AIM OF THE TASK
Could every line below be transcribed exactly, with the pictures dropped?

DATA PROVIDED
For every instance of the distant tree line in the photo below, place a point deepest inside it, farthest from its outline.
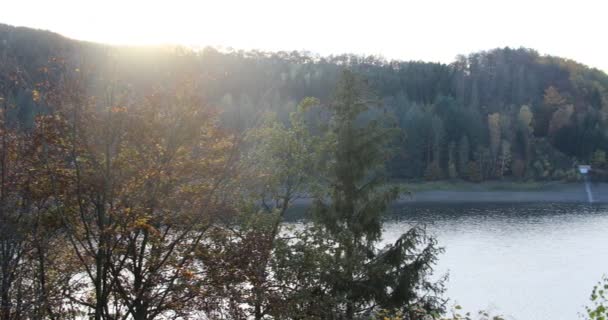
(504, 113)
(122, 201)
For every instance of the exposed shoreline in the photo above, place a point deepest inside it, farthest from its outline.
(497, 193)
(564, 193)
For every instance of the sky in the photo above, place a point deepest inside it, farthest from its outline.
(428, 30)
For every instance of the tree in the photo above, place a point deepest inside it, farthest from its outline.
(464, 151)
(494, 129)
(280, 161)
(350, 210)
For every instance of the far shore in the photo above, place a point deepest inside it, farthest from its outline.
(496, 192)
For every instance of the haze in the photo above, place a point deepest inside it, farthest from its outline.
(409, 30)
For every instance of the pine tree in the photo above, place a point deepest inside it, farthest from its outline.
(350, 210)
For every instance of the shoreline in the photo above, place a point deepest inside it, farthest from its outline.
(499, 193)
(563, 193)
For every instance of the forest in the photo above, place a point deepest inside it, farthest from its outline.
(154, 183)
(503, 113)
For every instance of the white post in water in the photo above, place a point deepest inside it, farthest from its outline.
(584, 170)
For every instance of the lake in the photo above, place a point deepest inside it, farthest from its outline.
(524, 261)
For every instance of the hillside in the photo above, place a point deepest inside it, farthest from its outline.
(500, 113)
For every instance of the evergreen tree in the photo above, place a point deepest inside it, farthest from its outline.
(350, 210)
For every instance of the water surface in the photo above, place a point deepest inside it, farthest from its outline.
(525, 261)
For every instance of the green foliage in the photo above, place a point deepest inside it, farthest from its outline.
(599, 300)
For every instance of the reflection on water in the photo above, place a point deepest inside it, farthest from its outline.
(526, 261)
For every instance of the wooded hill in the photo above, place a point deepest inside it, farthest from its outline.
(500, 113)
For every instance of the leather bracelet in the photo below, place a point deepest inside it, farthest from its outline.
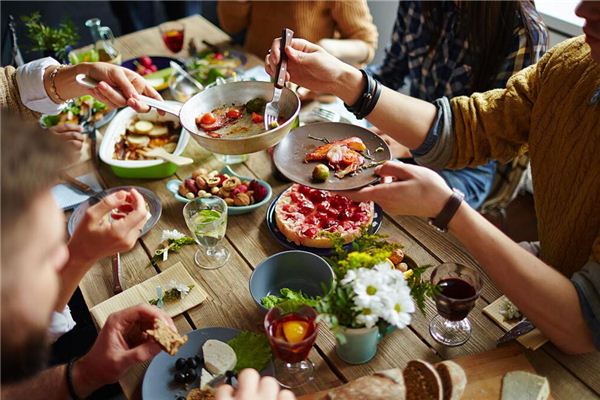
(450, 208)
(69, 376)
(52, 78)
(368, 108)
(359, 104)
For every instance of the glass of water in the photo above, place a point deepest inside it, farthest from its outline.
(206, 219)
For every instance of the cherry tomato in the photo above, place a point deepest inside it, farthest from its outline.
(257, 118)
(146, 61)
(208, 119)
(233, 113)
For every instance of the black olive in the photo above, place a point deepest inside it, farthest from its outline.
(180, 364)
(191, 375)
(180, 377)
(191, 362)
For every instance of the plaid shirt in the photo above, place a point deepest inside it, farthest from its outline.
(446, 72)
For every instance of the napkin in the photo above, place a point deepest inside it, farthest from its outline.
(67, 197)
(146, 291)
(532, 340)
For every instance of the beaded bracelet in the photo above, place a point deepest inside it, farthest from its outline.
(69, 376)
(53, 83)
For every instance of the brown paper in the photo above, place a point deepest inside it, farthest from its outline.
(532, 340)
(143, 292)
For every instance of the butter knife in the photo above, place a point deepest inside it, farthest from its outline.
(521, 328)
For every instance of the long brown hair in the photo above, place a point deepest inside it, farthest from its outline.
(488, 26)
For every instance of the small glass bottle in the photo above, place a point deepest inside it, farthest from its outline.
(104, 41)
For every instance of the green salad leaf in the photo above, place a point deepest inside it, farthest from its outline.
(290, 299)
(252, 351)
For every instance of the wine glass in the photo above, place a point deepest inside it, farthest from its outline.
(460, 286)
(206, 219)
(172, 35)
(291, 335)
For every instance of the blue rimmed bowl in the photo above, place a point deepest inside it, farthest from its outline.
(292, 269)
(173, 187)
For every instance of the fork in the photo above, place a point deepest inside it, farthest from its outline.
(272, 107)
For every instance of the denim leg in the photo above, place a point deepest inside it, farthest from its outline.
(475, 183)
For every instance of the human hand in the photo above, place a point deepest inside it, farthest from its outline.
(70, 133)
(251, 386)
(406, 190)
(312, 67)
(122, 343)
(97, 236)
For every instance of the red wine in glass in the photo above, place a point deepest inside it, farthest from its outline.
(172, 35)
(459, 287)
(456, 299)
(291, 336)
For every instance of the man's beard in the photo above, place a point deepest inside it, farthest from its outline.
(26, 359)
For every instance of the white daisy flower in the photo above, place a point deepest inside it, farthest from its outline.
(171, 235)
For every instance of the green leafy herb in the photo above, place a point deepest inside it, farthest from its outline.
(170, 296)
(174, 246)
(252, 351)
(46, 38)
(290, 300)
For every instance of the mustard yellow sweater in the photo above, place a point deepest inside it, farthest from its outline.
(547, 108)
(310, 20)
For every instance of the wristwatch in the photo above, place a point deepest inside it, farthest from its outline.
(443, 218)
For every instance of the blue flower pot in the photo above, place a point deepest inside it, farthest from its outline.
(361, 343)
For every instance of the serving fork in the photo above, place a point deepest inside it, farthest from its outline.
(272, 107)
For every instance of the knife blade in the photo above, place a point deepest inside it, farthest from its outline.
(521, 328)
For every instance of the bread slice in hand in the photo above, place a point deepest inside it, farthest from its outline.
(219, 357)
(422, 381)
(453, 379)
(168, 339)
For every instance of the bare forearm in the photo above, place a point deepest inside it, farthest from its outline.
(71, 275)
(544, 295)
(351, 51)
(404, 118)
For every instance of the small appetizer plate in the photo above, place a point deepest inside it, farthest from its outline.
(280, 237)
(290, 153)
(159, 380)
(173, 187)
(152, 203)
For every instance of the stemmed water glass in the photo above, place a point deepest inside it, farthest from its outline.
(460, 286)
(206, 219)
(291, 335)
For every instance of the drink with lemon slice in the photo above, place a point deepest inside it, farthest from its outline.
(206, 219)
(291, 335)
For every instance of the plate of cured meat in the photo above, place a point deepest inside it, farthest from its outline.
(331, 156)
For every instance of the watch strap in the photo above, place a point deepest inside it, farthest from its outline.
(442, 220)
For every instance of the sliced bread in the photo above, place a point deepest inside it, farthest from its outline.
(219, 357)
(523, 385)
(454, 379)
(422, 381)
(168, 339)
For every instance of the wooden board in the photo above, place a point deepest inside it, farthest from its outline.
(484, 373)
(143, 292)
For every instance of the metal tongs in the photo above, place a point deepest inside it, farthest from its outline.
(272, 107)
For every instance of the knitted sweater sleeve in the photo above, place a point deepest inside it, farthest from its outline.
(354, 21)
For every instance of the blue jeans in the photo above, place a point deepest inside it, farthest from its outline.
(475, 183)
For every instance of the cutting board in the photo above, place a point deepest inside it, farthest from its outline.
(484, 372)
(145, 291)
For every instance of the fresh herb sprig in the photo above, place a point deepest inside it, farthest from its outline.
(173, 245)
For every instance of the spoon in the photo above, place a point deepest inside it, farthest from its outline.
(159, 152)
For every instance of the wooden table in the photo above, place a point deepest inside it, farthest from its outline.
(249, 242)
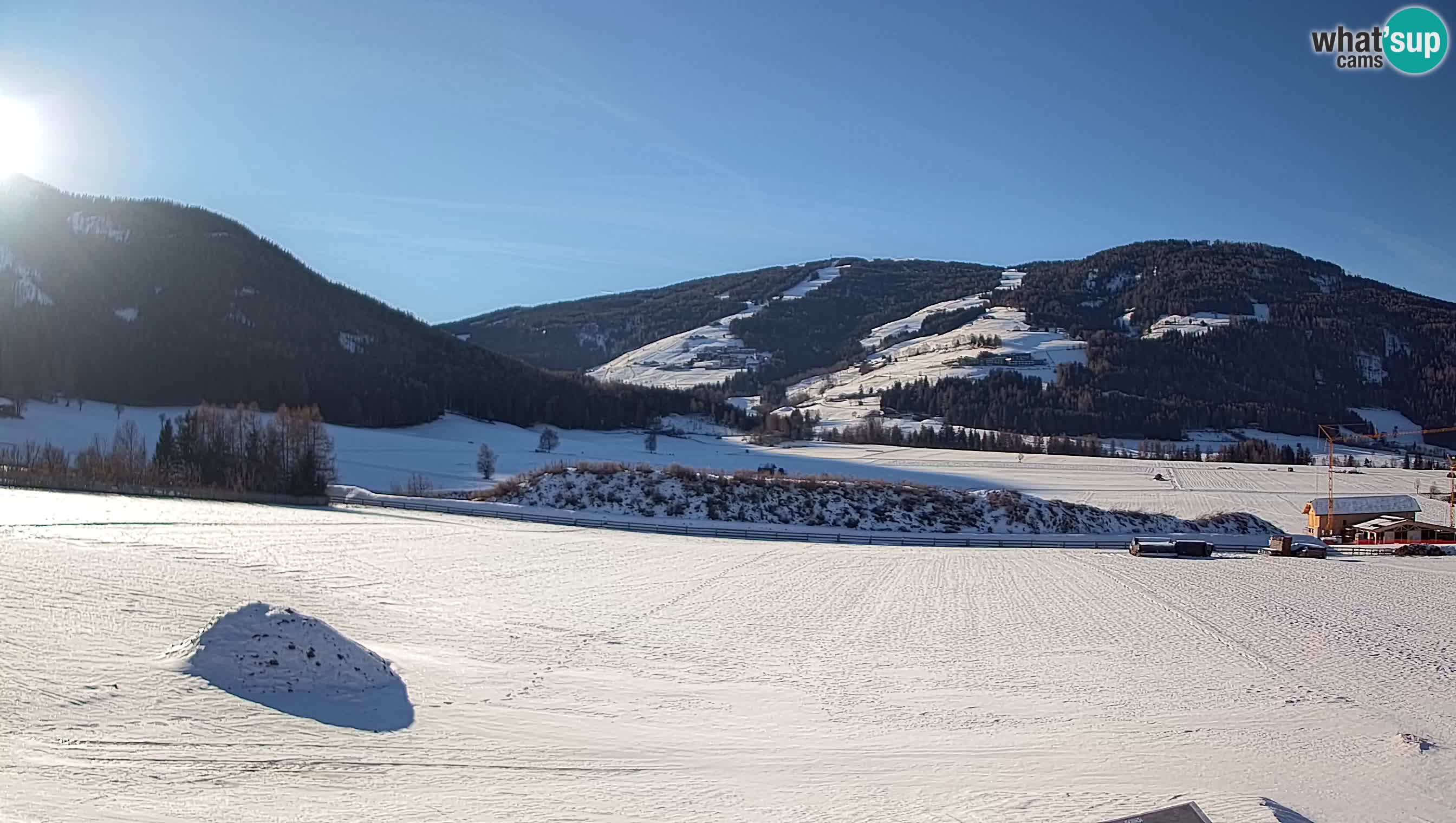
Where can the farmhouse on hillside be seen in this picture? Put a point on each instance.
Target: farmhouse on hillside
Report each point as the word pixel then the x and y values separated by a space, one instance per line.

ANSWER SECTION
For every instance of the distant tree line in the photo below, place a point deepest inside it, farthest from its outline.
(504, 113)
(122, 201)
For every instance of the exposed shoreline in the photo above, place a point deepest inside it, farthest from its outline.
(497, 193)
(564, 193)
For every instance of the sky in the photo above, place a point deepest inside it, farthest from its outline.
(428, 30)
For every instance of the tree in the photo above, place a point deepest inside it, farthest from its outline.
(464, 151)
(494, 129)
(280, 161)
(350, 210)
For every instance of the far shore in the photo above, place a point deepest inside it, farthest from its outline.
(496, 192)
For every instance of the haze in the photo above, place a point deepest inside it, farthest from its outline.
(409, 30)
For every instance of the pine tree in the photo above, place a point deepest inside it, farthest from its outline.
(350, 210)
For every instance of the shoreline in the photo above, place a point deepest inside it, farthest from its outline.
(499, 193)
(563, 193)
For every instance of the forest in the photo above, place a point deepest inside it, farthest from its outline.
(154, 183)
(503, 113)
For every instance of the white post in water in the photo above, place a point deepest inside it, farthest from its outline.
(584, 170)
For every instance of the lake in the photo above, place a point deepest inside it, farthest from its outline.
(524, 261)
For every instance of the hillside in the photo above, place a point deepest inside it, farthest from its outline.
(500, 113)
For every instance of the evergreen tree in the photo above, place a point deepest inside it, farthest from its outline.
(350, 210)
For every instance of the water surface in the photo above, place a point deepest inside it, farthest from its outline.
(525, 261)
For every instance of the green foliage in the photo above, place a point deepest inside it, farthest from its outline.
(599, 300)
For every instance of the reflection on water in the photo above, place a point deepest inside it, farthest from its outline.
(526, 261)
For every instance of the wooded hill in the photo above, place a point deepest inside it, farthest from its outline.
(500, 113)
For every instance of the leather bracelet in the photo below, place a point deepest inside it, farthest from its outline.
(450, 208)
(69, 376)
(52, 78)
(368, 108)
(359, 104)
For every instance of the glass of water in the photo above, place a point deepest inside it, farthest from its outline.
(206, 219)
For every instance of the cherry tomato in the photo above, place a point deepest inside it, farthest from its outline.
(257, 118)
(146, 61)
(208, 119)
(233, 113)
For every instance of the black olive in the photo above, place a point deepest inside it, farthest from its outline.
(180, 364)
(191, 375)
(180, 377)
(191, 362)
For every instance of the plaid shirt in the photo above, place a point deepest inside it, farthest from its outline.
(446, 72)
For every instance of the napkin in the photo above, place a point deepest inside it, farthest from its outline.
(67, 197)
(146, 291)
(532, 340)
For every instance of the beaded bracelet in the photo above, place a point deepest inside it, farthest from its outline.
(69, 376)
(53, 83)
For every instance of the brown paper in the photo above, place a point deepest inside it, farthest from its outline.
(532, 340)
(143, 292)
For every instance of the butter knife in the photo above, place a point deepest inside it, farthest from its outline.
(521, 328)
For every instance of the long brown hair in the photo above, place a point deepest inside it, farthest from its outline.
(488, 26)
For every instance of the small glass bottle in the photo above, place a point deepest inside it, farthest from its outline.
(104, 41)
For every instance of the green salad leaf in the photo above, place a point deepest inside it, farthest from its outline.
(290, 299)
(252, 351)
For every instance of the wine glass in the photo above, place a point deepest inside it, farthest from its outline.
(460, 286)
(206, 219)
(172, 35)
(291, 335)
For every instance of the blue rimmed bowl in the photo above, place a point deepest inside it, farthest from its outline.
(292, 269)
(173, 187)
For every instance of the fork in the photo above, place a point deepest inside it, farthest from its outline.
(272, 107)
For every instance of the denim leg in the photo above, place a point deepest inside it, farthest from its outline.
(475, 183)
For every instance of the human hand in the photo above, place a point deepest inside it, farthest from its outline.
(70, 133)
(251, 386)
(406, 190)
(312, 67)
(122, 343)
(97, 236)
For every instance of the red wine in glass in the photo above, place a point deepest inside it, farthest from its outline.
(172, 35)
(459, 287)
(456, 299)
(291, 336)
For every instance of the man's beard in the photo above, place a point deepest inside it, farthest from its outline.
(26, 359)
For every instance of the white daisy flower in the photo above, place a point deepest inside it, farthest from its outline.
(171, 235)
For every instance of the green leafy herb in the photo above, place a point deepest inside it, farthest from its outline.
(170, 296)
(174, 246)
(252, 351)
(46, 38)
(290, 300)
For every instance of the mustard yellow sweater in the photo above, place a point deepest inside it, farthest from its outline.
(547, 108)
(310, 20)
For every instance of the wristwatch in the photo above, place a point deepest inside it, farthest from its outline.
(443, 218)
For every instance of the blue flower pot in the photo above, place a point deepest inside it, farthest from its outline.
(361, 343)
For every instance of the serving fork in the photo above, place a point deepest inside it, farthest from its outline.
(272, 107)
For every instance of the knife blade in the photo above, place a point deepest inside it, farthest from its outline.
(521, 328)
For every instance of the bread slice in hand in the photo above, place a point deepest inside it, farthest from its outline.
(219, 357)
(422, 381)
(453, 379)
(168, 339)
For every instance of the bare forearm in the photo above, place a point deepest inside it, farthest from its outline.
(71, 275)
(544, 295)
(351, 51)
(404, 118)
For every instance of the small appetizer plate in the photo above, place a point deepest inside it, farthest from its outline.
(280, 237)
(290, 153)
(159, 380)
(173, 187)
(152, 203)
For every instance of the stemmed water glass in the photo above, place a point deepest inside it, farthest from its outline.
(460, 286)
(206, 219)
(291, 335)
For every instance of the drink with lemon slice in the photo above, place a point deepest inside it, farthest from its outline.
(206, 219)
(291, 335)
For every instance of the plate of cured meat in the photo above, place a point deepest inside it, farthest from its outline.
(331, 156)
For every instance of the watch strap in the photo above, place a point deepest inside it, farthest from its outline.
(442, 220)
For every instance of the sliced bread in the photo above, place a point deepest inside it, farthest from its outline.
(219, 357)
(523, 385)
(454, 379)
(422, 381)
(168, 339)
For every instance of the wooden board in the photo above, place a point deepest inside it, farthest from its outline.
(484, 373)
(143, 292)
For every instance of the metal tongs in the photo above, place a point deepest inside it, farthest from its outline.
(272, 107)
For every instance of the knitted sweater sleeve in the photo above, place a point deepest inside it, farthest from its outline.
(354, 21)
For every instance of the blue jeans in the photo above, place a point deepest inside it, farthest from its outline.
(475, 183)
For every instance of the cutting board in the photo above, place a point deepest inside it, farthest from its outline.
(484, 372)
(145, 291)
For every instance of the fresh herb sprig in the photo above, place a point deepest inside it, farthest from its outline.
(173, 245)
For every instance of the spoon in the photo above, place a point deepest inside it, farthest from its outline.
(159, 152)
For every instance of the wooden table in the photo above, place a point deepest inside it, farthest from its outline.
(249, 242)
Where can the farmhouse on hillside be seen in this picture? Put a point on each instance.
Target: farmhouse on hillside
Report each point as the word pixel then the x and y values separated by a space, one instance per line.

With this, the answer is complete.